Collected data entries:

-- START --

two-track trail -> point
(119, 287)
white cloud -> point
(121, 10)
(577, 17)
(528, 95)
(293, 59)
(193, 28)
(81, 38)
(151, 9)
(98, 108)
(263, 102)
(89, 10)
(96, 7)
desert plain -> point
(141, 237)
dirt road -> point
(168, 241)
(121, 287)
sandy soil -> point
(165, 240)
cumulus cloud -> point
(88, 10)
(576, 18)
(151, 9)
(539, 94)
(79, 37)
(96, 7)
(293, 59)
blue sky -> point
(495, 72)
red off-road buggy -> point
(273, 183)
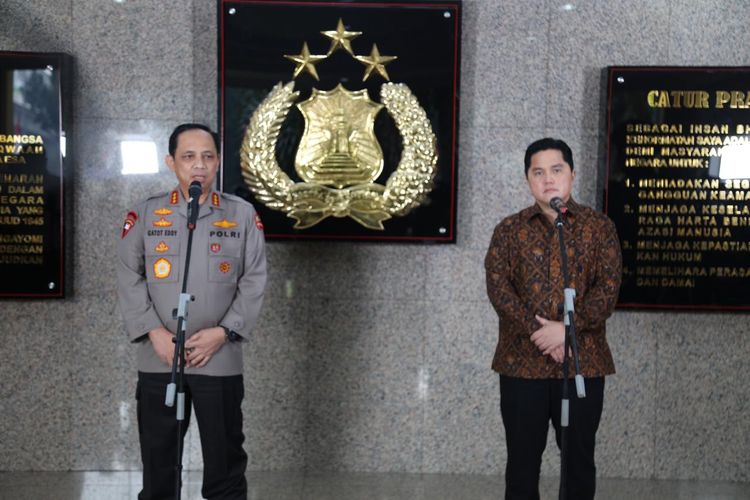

-- END --

[EXERCISE]
Write out all of the data above again, changing "dirt road" to "gravel road" and keeping everything else the same. Don't include the picture.

[EXERCISE SOLUTION]
two-track trail -> point
(119, 287)
white cloud -> point
(121, 10)
(577, 17)
(528, 95)
(293, 59)
(193, 28)
(81, 38)
(151, 9)
(98, 108)
(263, 102)
(89, 10)
(96, 7)
desert plain -> point
(141, 237)
gravel road -> point
(168, 241)
(121, 287)
sandy soil -> point
(165, 240)
cumulus cloud -> point
(88, 10)
(576, 18)
(151, 9)
(539, 94)
(79, 37)
(96, 7)
(293, 59)
blue sky -> point
(495, 72)
red off-road buggy -> point
(273, 183)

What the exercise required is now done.